"""
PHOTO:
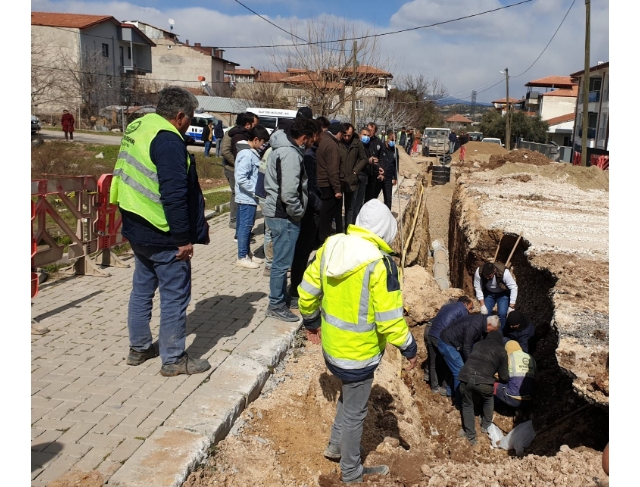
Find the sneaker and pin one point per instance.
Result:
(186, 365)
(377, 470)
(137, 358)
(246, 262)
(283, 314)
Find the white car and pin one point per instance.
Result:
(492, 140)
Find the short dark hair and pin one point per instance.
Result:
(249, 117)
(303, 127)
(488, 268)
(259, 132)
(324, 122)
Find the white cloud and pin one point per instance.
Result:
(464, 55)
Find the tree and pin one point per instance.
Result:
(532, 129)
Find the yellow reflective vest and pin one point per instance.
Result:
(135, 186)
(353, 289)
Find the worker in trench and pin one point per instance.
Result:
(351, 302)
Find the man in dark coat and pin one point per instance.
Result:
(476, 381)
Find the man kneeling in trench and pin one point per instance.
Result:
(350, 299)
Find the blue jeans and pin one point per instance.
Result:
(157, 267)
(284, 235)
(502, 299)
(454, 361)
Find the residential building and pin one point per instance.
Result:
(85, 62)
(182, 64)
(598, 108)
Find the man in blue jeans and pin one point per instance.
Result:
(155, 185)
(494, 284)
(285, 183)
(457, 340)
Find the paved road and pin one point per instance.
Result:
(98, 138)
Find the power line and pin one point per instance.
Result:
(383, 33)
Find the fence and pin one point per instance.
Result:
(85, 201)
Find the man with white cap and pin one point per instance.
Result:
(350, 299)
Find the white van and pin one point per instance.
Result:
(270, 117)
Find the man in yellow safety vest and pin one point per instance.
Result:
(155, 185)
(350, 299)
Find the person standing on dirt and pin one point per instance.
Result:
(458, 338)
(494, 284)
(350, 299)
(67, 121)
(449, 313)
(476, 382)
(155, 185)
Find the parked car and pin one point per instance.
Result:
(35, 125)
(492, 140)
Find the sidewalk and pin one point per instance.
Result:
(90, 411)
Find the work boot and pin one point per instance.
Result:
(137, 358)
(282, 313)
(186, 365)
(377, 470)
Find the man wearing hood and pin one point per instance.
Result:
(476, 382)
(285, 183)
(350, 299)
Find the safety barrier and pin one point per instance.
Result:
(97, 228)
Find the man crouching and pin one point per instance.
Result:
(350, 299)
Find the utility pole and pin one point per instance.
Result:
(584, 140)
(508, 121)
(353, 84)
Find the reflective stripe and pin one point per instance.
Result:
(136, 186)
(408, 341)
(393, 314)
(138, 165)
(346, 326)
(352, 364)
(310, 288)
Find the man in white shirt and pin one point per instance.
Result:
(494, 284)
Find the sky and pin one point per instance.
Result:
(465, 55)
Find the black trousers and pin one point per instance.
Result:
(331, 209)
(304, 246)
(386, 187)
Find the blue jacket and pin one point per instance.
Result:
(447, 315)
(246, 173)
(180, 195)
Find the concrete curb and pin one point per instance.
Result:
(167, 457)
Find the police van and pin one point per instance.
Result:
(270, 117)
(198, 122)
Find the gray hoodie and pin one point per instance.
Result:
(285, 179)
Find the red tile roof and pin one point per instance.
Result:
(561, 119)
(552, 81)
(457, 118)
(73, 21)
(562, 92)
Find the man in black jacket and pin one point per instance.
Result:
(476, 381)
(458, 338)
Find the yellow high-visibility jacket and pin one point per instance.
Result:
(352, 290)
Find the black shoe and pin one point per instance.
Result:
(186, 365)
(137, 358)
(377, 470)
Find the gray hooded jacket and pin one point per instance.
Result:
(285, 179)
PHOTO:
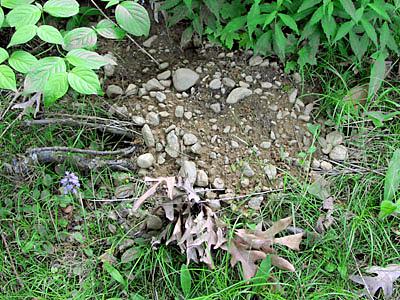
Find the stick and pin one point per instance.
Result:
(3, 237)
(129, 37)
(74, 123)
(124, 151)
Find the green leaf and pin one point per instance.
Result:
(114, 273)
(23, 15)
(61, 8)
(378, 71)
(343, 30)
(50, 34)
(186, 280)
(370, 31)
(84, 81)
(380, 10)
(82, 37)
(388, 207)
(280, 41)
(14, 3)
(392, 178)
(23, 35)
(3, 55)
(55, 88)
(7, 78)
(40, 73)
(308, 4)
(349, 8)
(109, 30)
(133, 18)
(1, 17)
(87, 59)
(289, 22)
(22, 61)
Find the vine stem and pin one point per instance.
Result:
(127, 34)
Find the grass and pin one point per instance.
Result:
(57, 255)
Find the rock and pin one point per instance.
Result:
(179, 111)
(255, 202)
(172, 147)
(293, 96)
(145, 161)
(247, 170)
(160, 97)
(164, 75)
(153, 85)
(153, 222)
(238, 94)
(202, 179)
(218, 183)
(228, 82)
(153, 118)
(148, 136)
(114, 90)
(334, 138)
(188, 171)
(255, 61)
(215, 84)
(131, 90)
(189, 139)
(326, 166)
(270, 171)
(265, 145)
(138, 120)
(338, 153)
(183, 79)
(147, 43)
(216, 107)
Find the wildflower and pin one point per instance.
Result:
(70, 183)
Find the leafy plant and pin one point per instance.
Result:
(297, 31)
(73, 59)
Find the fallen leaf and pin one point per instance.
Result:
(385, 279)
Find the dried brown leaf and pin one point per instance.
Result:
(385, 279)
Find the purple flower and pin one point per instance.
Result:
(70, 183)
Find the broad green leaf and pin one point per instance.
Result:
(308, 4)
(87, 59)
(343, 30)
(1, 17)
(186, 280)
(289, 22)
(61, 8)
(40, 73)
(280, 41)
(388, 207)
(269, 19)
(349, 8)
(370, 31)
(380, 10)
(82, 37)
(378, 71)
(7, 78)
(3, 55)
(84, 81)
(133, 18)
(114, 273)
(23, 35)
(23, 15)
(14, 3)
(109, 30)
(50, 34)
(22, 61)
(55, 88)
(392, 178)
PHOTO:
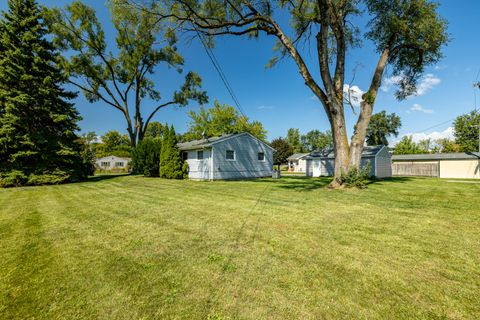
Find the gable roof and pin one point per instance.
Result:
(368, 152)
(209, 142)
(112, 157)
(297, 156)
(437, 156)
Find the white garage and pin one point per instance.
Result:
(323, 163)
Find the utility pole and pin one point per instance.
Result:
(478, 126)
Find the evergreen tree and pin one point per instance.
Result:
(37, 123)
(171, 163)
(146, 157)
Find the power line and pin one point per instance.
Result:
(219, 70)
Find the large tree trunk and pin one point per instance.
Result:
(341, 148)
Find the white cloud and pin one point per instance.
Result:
"""
Word for word, restate the records shown above, minus the pictures.

Result of the exercise:
PHOTO:
Find the sneaker and pin one point per instance.
Result:
(186, 365)
(377, 470)
(137, 358)
(246, 262)
(283, 314)
Find the white car and pin one point per instance.
Result:
(492, 140)
Find the short dark hair and pin one point per instance.
Result:
(249, 117)
(303, 127)
(488, 268)
(259, 132)
(324, 122)
Find the white cloud and pin one point per instance.
Result:
(464, 55)
Find the tree and pin one point per instance.
Result:
(532, 129)
Find the yellow reflective vest and pin one point per instance.
Result:
(135, 186)
(353, 289)
Find the worker in trench and pin one point per instance.
Result:
(351, 302)
Find the man in dark coat and pin one point per instance.
Result:
(476, 381)
Find the man kneeling in trench and pin one point per instance.
Result:
(350, 299)
Find the blue jeans and pin one point per instance.
Result:
(157, 267)
(284, 235)
(502, 299)
(454, 361)
Find the residential building and pin one point per instance.
Result:
(85, 62)
(182, 64)
(598, 108)
Find the man in blue jeans and pin one point per instance.
Result:
(155, 185)
(494, 284)
(285, 183)
(457, 340)
Find the paved road and pin one point per instance.
Result:
(98, 138)
Find the power line and pin one point per instance.
Result:
(383, 33)
Find the fence and pin one point per instance.
Result:
(85, 201)
Find the man with white cap and pin one point per instance.
Result:
(350, 299)
Find the white van and pin one point per instance.
Result:
(270, 117)
Find the man in yellow safety vest and pin one point per instance.
Result:
(155, 185)
(350, 299)
Find the person standing on dirt and pin one point per instance.
Result:
(458, 338)
(494, 284)
(350, 299)
(67, 121)
(449, 313)
(476, 382)
(155, 185)
Find the parked car and pin one point per instance.
Result:
(35, 125)
(492, 140)
Find the sidewalk and pin one point per instance.
Result:
(90, 411)
Find the work boot and pin one point per instance.
Result:
(137, 358)
(282, 313)
(186, 365)
(377, 470)
Find the man wearing hood and pin one point per instance.
Result:
(476, 382)
(285, 183)
(350, 299)
Find the safety barrier and pin one point per instance.
Result:
(97, 228)
Find the man crouching and pin one point per instance.
Result:
(350, 299)
Find the utility pole and pin one point per instance.
Result:
(584, 140)
(508, 121)
(353, 84)
Find the reflective stripe and pin one point per instance.
Result:
(136, 186)
(408, 341)
(393, 314)
(138, 165)
(346, 326)
(352, 364)
(310, 288)
Find the man in white shirt and pin one point per instance.
Result:
(494, 284)
Find the sky and pin one point per instance.
Result:
(465, 55)
Find the black trousers and pin one point per instance.
Result:
(331, 209)
(304, 246)
(386, 187)
Find the blue jacket and pin one point per instance.
Result:
(447, 315)
(246, 173)
(180, 195)
Find the concrete curb and pin one point per instance.
Result:
(167, 457)
Find the police van and pin one point per instance.
Result:
(270, 117)
(198, 122)
Find the gray hoodie and pin one point per instance.
Result:
(285, 179)
Find the red tile roof and pin one point per instance.
Result:
(561, 119)
(552, 81)
(457, 118)
(73, 21)
(562, 92)
Find the man in black jacket and pin one point per instance.
Result:
(476, 381)
(458, 338)
Find the yellow high-visibility jacket and pin one point per instance.
Result:
(352, 290)
Find the black shoe and pin one point per instance.
Result:
(186, 365)
(137, 358)
(377, 470)
Find the gray hooded jacket and pin one point per instance.
Result:
(285, 179)
PHOTO:
Find the stick and pin one point per instance.
Result:
(3, 237)
(129, 37)
(74, 123)
(124, 151)
Find the green leaf and pin one point per instance.
Result:
(114, 273)
(23, 15)
(61, 8)
(378, 71)
(343, 30)
(50, 34)
(186, 280)
(370, 31)
(84, 81)
(380, 10)
(82, 37)
(388, 207)
(280, 41)
(14, 3)
(392, 178)
(23, 35)
(3, 55)
(55, 88)
(7, 78)
(40, 73)
(308, 4)
(349, 8)
(109, 30)
(133, 18)
(1, 17)
(87, 59)
(289, 22)
(22, 61)
Find the vine stem and pin one point per instance.
Result:
(127, 34)
Find the grass and pin one point per instance.
Result:
(57, 255)
Find the rock and pin one point per instance.
Result:
(179, 111)
(255, 202)
(172, 147)
(293, 96)
(145, 161)
(247, 170)
(160, 97)
(164, 75)
(153, 85)
(153, 222)
(238, 94)
(202, 179)
(218, 183)
(228, 82)
(153, 118)
(148, 136)
(114, 90)
(334, 138)
(188, 171)
(255, 61)
(215, 84)
(131, 90)
(189, 139)
(326, 166)
(270, 171)
(265, 145)
(138, 120)
(338, 153)
(183, 79)
(147, 43)
(216, 107)
Find the wildflower and pin one point per instance.
Result:
(70, 183)
Find the leafy plant and pin one point per instance.
Result:
(297, 31)
(73, 59)
Find the fallen leaf and pin one point per instance.
Result:
(385, 279)
Find the dried brown leaf and pin one point per instance.
Result:
(385, 279)
Find the purple flower and pin one point per instance.
Result:
(70, 183)
Find the broad green leaf and pin one point per instance.
Result:
(308, 4)
(87, 59)
(343, 30)
(1, 17)
(186, 280)
(289, 22)
(61, 8)
(40, 73)
(280, 41)
(388, 207)
(269, 19)
(349, 8)
(370, 31)
(380, 10)
(82, 37)
(378, 71)
(7, 78)
(3, 55)
(84, 81)
(133, 18)
(114, 273)
(23, 35)
(23, 15)
(14, 3)
(109, 30)
(50, 34)
(22, 61)
(55, 88)
(392, 178)
PHOTO:
Find the gable roof and pin one point per instance.
Result:
(368, 152)
(209, 142)
(112, 157)
(297, 156)
(437, 156)
Find the white garage and pin one point per instance.
Result:
(323, 163)
Find the utility pole and pin one point per instance.
Result:
(478, 126)
Find the evergreen tree and pin one point per instance.
Result:
(37, 123)
(171, 163)
(146, 157)
Find the power line and pin one point per instance.
Result:
(219, 70)
Find the large tree trunk and pin one point per instance.
Result:
(341, 148)
Find the white cloud and pin one point per instance.
Result:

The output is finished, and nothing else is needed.